Named object pointing entries =

>> START

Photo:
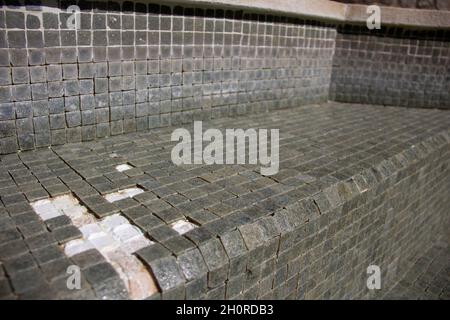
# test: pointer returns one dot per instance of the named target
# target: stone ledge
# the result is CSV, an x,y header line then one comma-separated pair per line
x,y
333,11
402,17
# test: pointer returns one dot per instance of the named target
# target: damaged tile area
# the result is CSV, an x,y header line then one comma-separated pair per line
x,y
123,194
114,237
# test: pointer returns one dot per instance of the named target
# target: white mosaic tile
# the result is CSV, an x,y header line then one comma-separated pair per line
x,y
77,246
183,226
123,194
114,237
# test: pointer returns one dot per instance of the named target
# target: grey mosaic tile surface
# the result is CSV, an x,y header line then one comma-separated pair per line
x,y
358,185
392,66
413,4
134,66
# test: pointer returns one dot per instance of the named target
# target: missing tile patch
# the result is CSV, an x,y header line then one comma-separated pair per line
x,y
123,194
182,226
123,167
114,237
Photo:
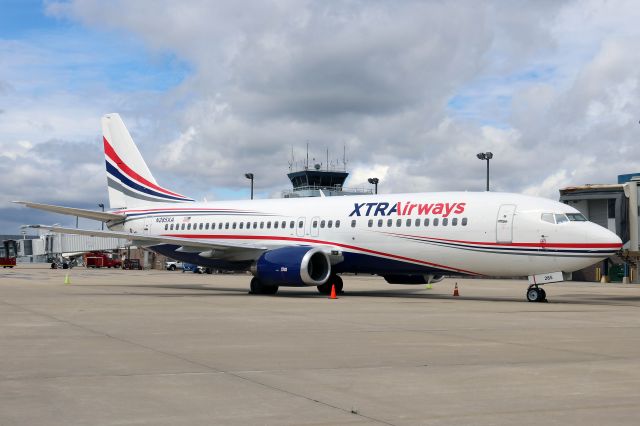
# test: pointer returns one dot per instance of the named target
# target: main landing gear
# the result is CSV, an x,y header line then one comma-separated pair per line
x,y
536,294
258,287
326,287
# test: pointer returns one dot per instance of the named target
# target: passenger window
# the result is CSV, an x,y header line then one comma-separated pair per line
x,y
547,217
576,217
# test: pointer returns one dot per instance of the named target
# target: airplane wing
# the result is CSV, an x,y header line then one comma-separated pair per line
x,y
210,249
71,211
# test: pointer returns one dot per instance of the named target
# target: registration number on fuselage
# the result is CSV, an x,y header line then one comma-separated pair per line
x,y
165,219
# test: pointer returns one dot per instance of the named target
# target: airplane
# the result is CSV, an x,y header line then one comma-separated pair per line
x,y
412,238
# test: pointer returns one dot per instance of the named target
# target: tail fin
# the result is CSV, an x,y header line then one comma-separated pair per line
x,y
130,182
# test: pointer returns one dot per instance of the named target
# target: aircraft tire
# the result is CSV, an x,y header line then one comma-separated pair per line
x,y
543,295
325,288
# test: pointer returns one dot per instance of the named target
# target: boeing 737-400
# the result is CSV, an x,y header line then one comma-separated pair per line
x,y
414,238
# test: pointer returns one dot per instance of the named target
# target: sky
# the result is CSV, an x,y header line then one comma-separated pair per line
x,y
411,90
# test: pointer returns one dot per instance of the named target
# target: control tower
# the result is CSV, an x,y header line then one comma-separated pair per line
x,y
310,181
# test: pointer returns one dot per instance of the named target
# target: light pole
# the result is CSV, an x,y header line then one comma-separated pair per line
x,y
102,206
250,177
374,181
486,156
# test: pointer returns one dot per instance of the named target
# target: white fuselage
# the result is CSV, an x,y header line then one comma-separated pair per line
x,y
498,234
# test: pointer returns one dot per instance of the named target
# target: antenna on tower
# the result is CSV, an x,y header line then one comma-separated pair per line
x,y
292,161
344,157
306,167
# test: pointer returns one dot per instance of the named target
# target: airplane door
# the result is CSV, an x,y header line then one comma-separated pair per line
x,y
147,226
314,226
504,226
300,226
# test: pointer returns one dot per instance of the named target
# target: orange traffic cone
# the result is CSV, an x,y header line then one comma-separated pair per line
x,y
333,292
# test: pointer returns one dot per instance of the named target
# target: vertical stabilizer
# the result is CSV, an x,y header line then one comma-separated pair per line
x,y
129,180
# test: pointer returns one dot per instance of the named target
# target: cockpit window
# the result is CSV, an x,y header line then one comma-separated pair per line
x,y
547,217
576,217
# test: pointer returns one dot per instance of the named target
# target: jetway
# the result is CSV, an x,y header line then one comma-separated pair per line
x,y
51,245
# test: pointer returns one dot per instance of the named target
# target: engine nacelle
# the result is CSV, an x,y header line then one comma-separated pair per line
x,y
413,278
293,266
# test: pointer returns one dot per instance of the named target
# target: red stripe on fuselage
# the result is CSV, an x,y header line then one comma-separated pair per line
x,y
110,152
538,245
307,240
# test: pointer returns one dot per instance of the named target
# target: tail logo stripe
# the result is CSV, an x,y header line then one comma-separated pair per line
x,y
131,178
115,174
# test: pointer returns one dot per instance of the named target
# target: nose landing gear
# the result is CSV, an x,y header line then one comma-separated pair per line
x,y
536,294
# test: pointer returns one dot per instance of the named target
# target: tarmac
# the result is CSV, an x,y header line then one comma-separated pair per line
x,y
168,348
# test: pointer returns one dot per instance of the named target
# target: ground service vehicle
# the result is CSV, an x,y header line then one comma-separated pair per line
x,y
98,259
8,253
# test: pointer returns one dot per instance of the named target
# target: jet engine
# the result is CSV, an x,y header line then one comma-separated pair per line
x,y
293,266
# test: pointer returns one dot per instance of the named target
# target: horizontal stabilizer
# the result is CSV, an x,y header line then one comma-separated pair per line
x,y
71,211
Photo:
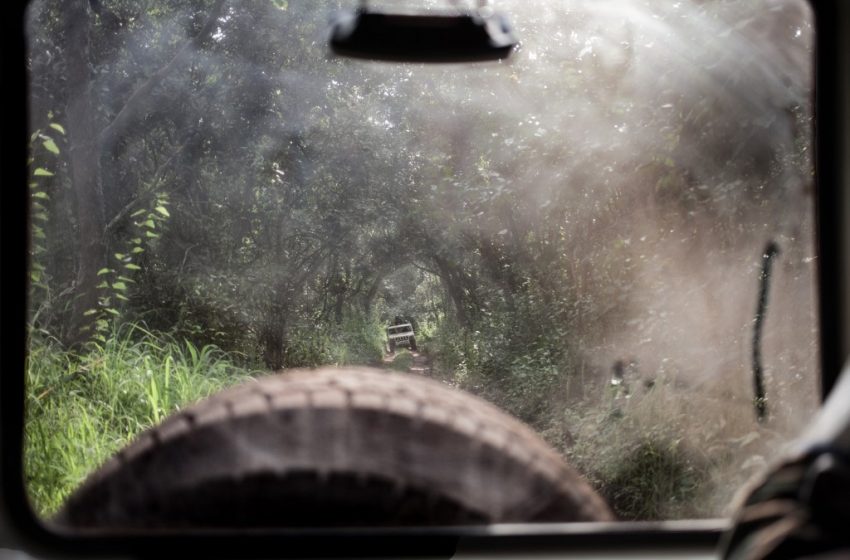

>> END

Directions =
Locate every line in the records above that contains the word "engine", and copy each of those lines.

The reply =
# target: engine nacelle
# target: jet engine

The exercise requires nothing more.